EXERCISE AIM >> In the recurrent network walkthrough, list each variable assigned under the "# Hyperparameters" comment, along with its value.

SUPPLIED PASSAGE >>
##Single Cell

Where:
- $x_t$​: input at time t
- $h_t$​: hidden state at time t    
- $W_{ih}$​: input → hidden weights
- $W_{hh}$​: hidden → hidden weights
- $W_{ho}$​: hidden → output weights

$$
h_t = \tanh(W_{ih} \cdot x_t + W_{hh} \cdot h_{t-1} + b)\tag{input for next state}
$$

$$
y_t= W_{ho} \cdot h_t + c\tag{output}
$$

In [None]:
import torch
import torch.nn.functional as F

# Hyperparameters
input_size = 50   # vocabulary size
hidden_size = 128
output_size = 50  # same as vocab size
seq_length = 10
batch_size = 1

# Parameters with gradient tracking
W_ih = torch.randn(input_size, hidden_size, requires_grad=True) * 0.01
W_hh = torch.randn(hidden_size, hidden_size, requires_grad=True) * 0.01
b_h = torch.zeros(hidden_size, requires_grad=True)

W_ho = torch.randn(hidden_size, output_size, requires_grad=True) * 0.01
b_o = torch.zeros(output_size, requires_grad=True)

##Forward Pass

In [None]:
# Random input sequence: batch_size x seq_len x input_size (one-hot vectors)
x_seq = F.one_hot(torch.randint(0, input_size, (seq_length,)), num_classes=input_size).float()

h_t = torch.zeros(hidden_size)  # Initial hidden state

outputs = []
for t in range(seq_length):
    x_t = x_seq[t]
    h_t = torch.tanh(x_t @ W_ih + h_t @ W_hh + b_h)
    y_t = h_t @ W_ho + b_o
    outputs.append(y_t)

# Stack outputs into shape: (seq_len, output_size)
logits = torch.stack(outputs)

## Loss Calculation

In [None]:
# Random target (e.g. next char)
target = torch.randint(0, input_size, (seq_length,))
loss = F.cross_entropy(logits, target)

# Backpropagation
loss.backward()

## Optimizer

In [None]:
lr = 0.01
for param in [W_ih, W_hh, b_h, W_ho, b_o]:
    param.data -= lr * param.grad
    param.grad.zero_()

DATA SHOWN >>
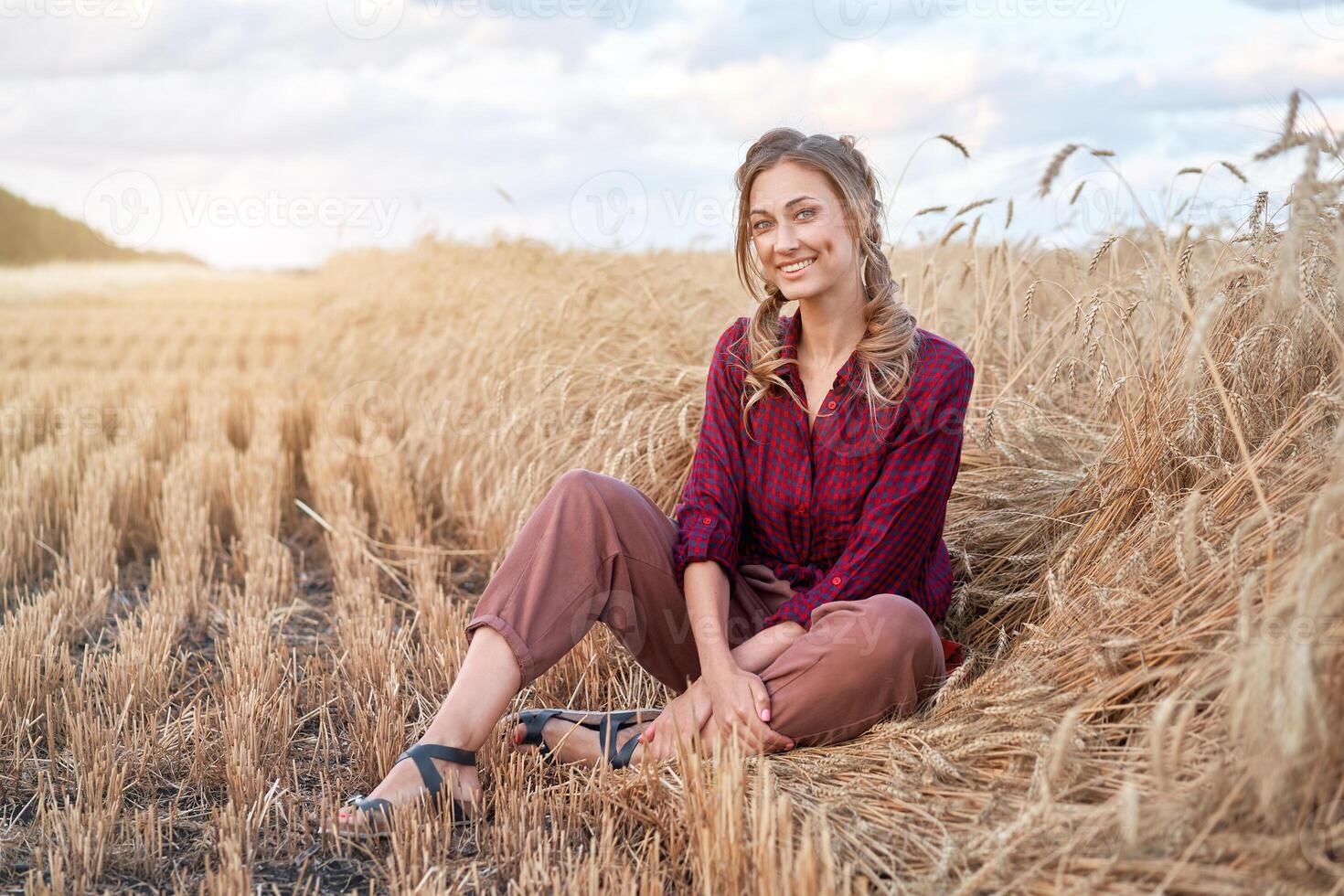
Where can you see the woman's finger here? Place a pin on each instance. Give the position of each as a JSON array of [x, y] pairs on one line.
[[761, 698]]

CORRECT ANSWER >>
- input_size = 50
- hidden_size = 128
- output_size = 50
- seq_length = 10
- batch_size = 1